→ Challenge: Retype the records below verbatim, from the line containing "Indicate each instance of the stone cross in" through the line containing "[(373, 287)]", and leave the pictures out of your copy.
>>>
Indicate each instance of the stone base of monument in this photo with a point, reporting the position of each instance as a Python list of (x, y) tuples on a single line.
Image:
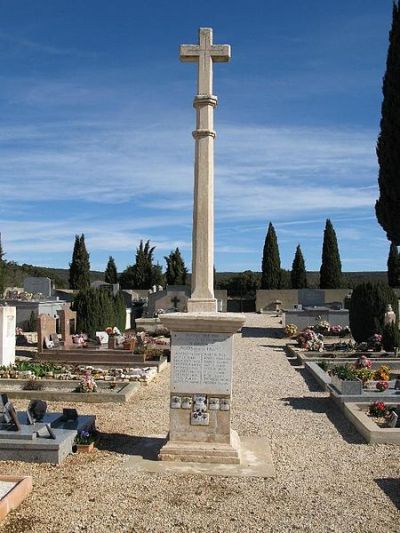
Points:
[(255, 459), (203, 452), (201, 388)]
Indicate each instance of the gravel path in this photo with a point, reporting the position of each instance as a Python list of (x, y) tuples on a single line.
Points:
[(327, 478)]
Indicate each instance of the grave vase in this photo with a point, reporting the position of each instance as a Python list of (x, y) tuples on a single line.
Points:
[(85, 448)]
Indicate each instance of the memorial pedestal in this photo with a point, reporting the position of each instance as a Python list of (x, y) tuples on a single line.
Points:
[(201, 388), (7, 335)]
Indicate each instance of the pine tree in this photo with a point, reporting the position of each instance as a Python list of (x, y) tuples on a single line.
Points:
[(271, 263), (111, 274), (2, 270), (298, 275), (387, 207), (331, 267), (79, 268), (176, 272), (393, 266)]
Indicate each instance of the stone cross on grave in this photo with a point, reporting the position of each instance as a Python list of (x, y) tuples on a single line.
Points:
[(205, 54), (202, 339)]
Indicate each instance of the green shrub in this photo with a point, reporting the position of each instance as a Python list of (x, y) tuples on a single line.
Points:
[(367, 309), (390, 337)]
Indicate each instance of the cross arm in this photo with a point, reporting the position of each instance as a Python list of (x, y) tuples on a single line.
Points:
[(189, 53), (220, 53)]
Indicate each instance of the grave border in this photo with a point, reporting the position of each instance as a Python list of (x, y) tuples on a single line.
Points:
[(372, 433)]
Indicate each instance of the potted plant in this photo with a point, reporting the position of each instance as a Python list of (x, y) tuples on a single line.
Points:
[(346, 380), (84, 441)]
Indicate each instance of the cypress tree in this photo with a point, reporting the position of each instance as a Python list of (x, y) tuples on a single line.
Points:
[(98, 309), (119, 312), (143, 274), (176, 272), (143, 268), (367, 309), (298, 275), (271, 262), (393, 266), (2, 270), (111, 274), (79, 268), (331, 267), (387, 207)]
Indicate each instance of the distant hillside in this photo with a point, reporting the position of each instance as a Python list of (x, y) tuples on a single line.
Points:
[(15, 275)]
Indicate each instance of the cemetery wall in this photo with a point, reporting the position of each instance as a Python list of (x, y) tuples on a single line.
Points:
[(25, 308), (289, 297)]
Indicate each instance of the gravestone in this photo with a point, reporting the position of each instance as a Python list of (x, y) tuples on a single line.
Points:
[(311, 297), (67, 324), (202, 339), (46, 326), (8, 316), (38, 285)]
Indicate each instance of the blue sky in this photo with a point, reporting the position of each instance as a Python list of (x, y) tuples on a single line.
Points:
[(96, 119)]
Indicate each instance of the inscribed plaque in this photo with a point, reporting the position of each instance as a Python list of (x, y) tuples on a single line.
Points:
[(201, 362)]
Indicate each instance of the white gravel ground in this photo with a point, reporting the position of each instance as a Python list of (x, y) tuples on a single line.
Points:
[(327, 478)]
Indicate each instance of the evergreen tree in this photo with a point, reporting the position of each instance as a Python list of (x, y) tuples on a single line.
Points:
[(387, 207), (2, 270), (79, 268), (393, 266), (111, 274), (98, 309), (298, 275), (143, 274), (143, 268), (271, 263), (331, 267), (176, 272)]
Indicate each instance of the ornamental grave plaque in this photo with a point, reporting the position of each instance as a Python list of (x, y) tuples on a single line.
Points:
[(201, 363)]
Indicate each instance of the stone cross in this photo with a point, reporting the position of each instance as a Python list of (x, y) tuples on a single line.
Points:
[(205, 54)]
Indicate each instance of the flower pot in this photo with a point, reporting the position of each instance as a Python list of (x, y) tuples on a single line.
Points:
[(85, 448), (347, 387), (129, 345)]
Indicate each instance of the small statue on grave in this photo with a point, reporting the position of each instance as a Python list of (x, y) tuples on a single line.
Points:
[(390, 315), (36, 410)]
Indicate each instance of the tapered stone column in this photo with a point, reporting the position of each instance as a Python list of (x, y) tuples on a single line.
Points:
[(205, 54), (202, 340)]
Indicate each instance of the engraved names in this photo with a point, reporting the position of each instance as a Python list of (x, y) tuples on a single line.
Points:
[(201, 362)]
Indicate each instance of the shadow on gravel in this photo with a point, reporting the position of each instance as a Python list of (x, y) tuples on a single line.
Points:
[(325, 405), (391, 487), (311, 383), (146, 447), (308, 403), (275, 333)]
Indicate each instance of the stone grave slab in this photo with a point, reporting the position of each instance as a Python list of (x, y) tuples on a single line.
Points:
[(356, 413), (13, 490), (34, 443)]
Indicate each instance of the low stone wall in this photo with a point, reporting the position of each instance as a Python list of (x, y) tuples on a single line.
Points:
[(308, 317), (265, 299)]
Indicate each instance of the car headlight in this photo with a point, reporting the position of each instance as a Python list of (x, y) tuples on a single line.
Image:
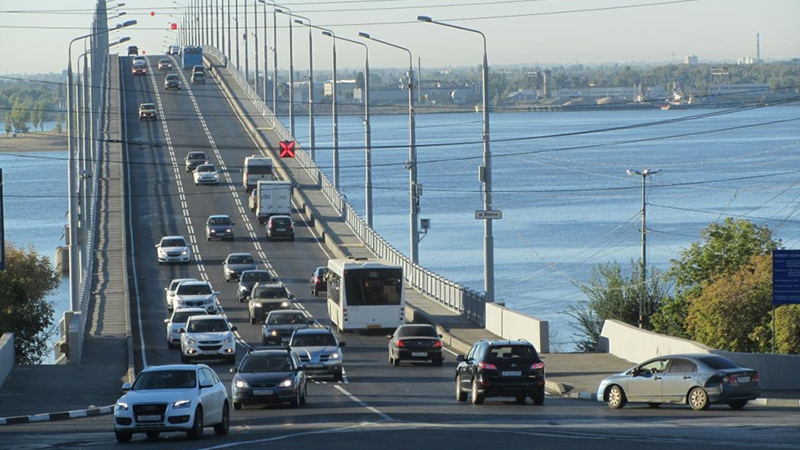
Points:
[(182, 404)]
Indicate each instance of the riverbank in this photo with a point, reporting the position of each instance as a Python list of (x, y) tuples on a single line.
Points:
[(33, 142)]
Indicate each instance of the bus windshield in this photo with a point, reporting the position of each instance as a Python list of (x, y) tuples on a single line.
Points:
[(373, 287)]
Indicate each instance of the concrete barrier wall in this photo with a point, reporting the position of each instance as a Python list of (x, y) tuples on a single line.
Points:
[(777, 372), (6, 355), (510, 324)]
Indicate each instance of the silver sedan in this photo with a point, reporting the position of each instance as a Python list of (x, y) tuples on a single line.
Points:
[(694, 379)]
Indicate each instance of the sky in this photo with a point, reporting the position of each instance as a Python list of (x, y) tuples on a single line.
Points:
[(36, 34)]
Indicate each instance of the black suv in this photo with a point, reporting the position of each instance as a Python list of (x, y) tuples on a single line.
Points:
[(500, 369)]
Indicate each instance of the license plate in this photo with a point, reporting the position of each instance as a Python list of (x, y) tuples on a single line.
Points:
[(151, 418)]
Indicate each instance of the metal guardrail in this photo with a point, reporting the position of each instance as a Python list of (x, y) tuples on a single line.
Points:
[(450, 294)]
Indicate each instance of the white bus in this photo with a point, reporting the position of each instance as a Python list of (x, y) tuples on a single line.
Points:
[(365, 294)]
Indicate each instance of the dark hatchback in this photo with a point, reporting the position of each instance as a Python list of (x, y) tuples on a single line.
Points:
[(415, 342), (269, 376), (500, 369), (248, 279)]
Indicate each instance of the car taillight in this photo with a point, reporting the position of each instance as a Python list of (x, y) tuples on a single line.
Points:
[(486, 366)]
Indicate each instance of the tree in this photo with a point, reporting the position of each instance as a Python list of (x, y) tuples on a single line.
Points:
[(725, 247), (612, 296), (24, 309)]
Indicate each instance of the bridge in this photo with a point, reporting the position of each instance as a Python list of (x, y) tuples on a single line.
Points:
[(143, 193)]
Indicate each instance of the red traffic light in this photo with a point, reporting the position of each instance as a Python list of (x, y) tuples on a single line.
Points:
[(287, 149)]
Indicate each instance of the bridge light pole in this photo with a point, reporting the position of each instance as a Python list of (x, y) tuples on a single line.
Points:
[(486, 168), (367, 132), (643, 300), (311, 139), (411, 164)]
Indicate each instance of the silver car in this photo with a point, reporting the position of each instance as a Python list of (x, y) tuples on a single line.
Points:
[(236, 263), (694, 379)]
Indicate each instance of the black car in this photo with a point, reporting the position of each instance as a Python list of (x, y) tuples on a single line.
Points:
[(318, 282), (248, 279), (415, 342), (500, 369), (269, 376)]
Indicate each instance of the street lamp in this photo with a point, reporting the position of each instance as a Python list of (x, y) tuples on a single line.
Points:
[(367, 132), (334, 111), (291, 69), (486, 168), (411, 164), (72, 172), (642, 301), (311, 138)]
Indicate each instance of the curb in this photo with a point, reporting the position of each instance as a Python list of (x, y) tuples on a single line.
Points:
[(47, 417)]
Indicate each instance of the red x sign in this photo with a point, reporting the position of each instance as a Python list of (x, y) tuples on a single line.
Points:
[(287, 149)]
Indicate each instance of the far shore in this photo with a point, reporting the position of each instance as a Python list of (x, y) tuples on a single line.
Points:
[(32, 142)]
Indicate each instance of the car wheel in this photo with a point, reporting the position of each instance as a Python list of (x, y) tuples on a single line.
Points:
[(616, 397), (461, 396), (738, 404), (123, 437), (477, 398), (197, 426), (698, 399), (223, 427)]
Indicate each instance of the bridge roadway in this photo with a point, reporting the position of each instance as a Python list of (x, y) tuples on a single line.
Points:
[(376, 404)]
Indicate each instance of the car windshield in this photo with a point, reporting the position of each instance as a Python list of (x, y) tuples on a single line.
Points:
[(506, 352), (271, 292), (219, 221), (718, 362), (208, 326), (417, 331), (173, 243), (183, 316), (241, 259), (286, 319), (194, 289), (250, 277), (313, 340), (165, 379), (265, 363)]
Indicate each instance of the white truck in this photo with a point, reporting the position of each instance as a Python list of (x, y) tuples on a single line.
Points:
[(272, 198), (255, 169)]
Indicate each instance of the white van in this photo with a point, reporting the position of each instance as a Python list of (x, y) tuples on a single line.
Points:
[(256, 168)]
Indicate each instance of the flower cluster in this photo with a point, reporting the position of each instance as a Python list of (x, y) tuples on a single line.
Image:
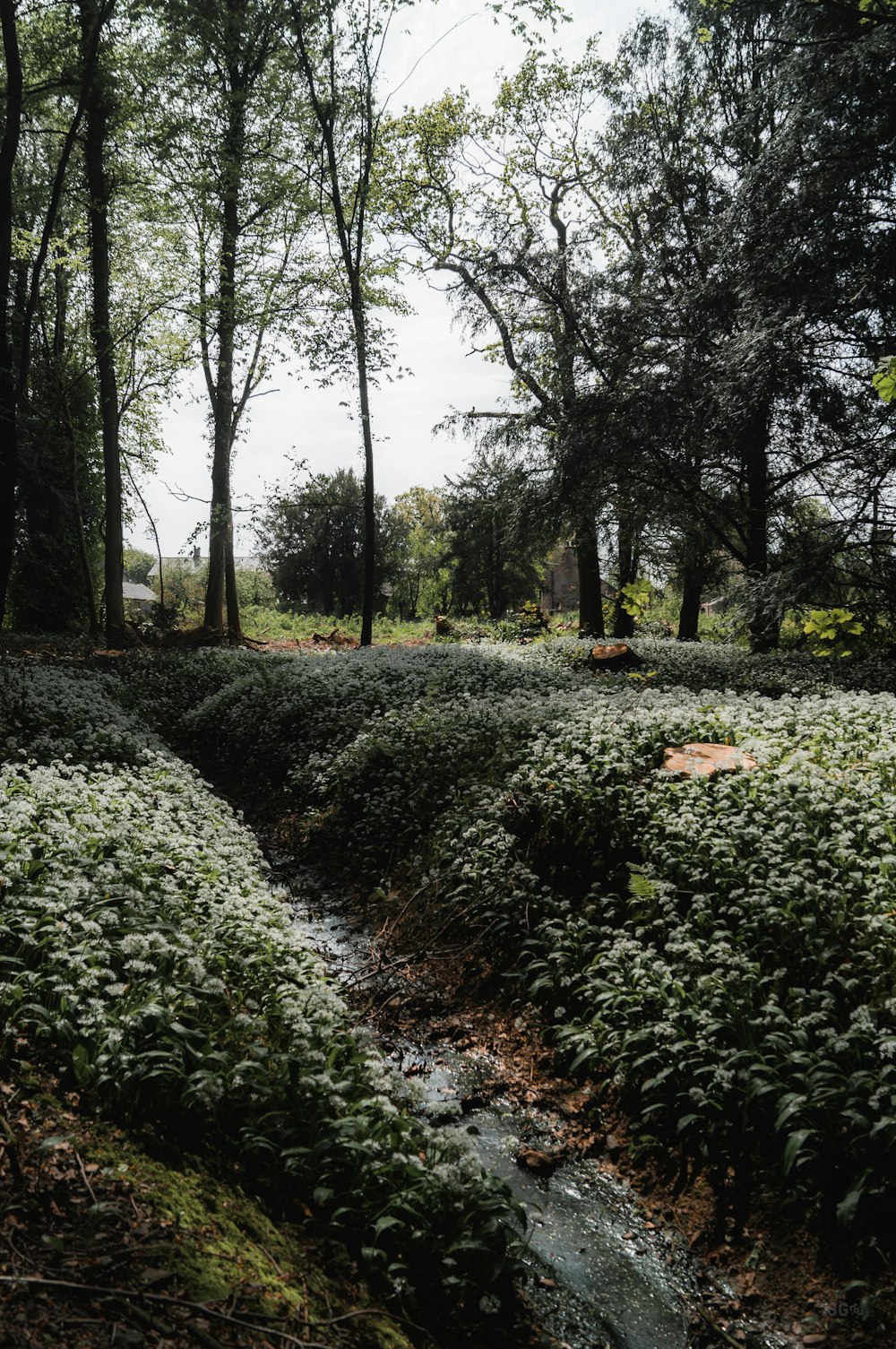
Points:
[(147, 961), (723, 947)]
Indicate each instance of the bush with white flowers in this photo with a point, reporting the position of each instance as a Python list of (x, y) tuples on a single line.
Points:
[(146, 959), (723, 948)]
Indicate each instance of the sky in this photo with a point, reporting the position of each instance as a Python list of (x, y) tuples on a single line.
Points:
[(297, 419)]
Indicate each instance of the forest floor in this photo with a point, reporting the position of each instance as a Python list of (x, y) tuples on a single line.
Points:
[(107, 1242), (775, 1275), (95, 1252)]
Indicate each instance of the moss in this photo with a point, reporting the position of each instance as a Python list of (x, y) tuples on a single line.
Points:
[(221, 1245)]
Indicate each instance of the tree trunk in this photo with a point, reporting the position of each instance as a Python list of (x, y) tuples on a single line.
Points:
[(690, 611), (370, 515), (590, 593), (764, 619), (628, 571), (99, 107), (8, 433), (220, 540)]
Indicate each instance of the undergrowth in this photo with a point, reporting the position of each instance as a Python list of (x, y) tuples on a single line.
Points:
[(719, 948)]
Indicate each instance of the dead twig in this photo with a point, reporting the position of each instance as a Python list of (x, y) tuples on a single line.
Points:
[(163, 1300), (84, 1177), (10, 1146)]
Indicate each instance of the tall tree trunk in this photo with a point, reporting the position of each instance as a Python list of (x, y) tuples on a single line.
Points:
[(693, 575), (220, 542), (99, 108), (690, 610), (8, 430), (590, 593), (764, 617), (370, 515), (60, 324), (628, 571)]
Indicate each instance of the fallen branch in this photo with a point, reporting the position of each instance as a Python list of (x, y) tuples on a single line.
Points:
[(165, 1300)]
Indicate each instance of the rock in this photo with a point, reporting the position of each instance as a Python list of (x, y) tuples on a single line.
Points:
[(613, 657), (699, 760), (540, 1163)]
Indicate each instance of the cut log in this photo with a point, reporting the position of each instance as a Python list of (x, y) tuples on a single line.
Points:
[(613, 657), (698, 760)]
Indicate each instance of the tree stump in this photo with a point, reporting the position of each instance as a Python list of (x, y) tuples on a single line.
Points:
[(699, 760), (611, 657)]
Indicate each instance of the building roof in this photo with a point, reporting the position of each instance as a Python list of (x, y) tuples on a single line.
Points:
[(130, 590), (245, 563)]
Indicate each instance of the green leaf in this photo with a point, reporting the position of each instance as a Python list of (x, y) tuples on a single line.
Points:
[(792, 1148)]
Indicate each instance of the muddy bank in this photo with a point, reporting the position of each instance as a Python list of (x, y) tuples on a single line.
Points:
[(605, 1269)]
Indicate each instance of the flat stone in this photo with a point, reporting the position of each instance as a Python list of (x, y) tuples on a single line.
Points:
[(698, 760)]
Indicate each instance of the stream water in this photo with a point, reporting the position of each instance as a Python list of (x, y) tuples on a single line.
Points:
<<<
→ The solution:
Indicate each instance of the stone cross in this photo with a point, reporting the position of each instance as a Python list of (x, y) tuples on a single line.
Points:
[(205, 54)]
Indicate each instance of the flower pot in this photo with a point, reporting the position of each instance as a Python list of (x, y) tuples on a single line.
Points:
[(85, 448), (347, 387), (129, 345)]
Indicate each instance of the small statue on grave in this photo with a point, reporting the position of each instance as a Python list of (x, y) tuples on a single line.
Points:
[(390, 315), (36, 410)]
Indicate each instance of the tapered stone column in this photo with a point, reporting the position of each instance as a Python list of (x, y) tuples on a single line.
Points:
[(205, 54), (202, 340)]
Indicate each instance of the engraved names in this photo with a point, reporting the position of each instance as a Python list of (x, y) tuples on a single line.
Points:
[(201, 362)]
Indicate each instance of the shadow on gravel in this photo with a point, reporting the position of each instance as a Python list of (x, y) tuples on a single line.
Points:
[(325, 405), (391, 487), (311, 383), (146, 447), (308, 403), (275, 333)]
Indicate each instance of the stone grave slab in this photo with a point, reporting the position of each instance as a Python list of (x, y) tuples on a single line.
Points:
[(356, 413), (13, 490), (34, 443)]
Indicate each instance of the low stone wall in this photo with a point, reporting the position of each instance as a Python list of (x, y) tuples on a single line.
Points:
[(308, 317), (265, 299)]
Indicate each instance of the car headlight in this photo with a point, reporting the position of each instance as a Python list of (x, y) tuples on a single line.
Image:
Points:
[(182, 404)]
Indicate each instance of the riverbank in this photo with a point, reporting the position of each instance as a Python list of (x, y) tuples on a single line.
Points:
[(33, 142)]
Indicate each instance of the bus windshield in this photo with a point, reporting the position of each instance as a Python list of (x, y) tuples on a single line.
Points:
[(373, 287)]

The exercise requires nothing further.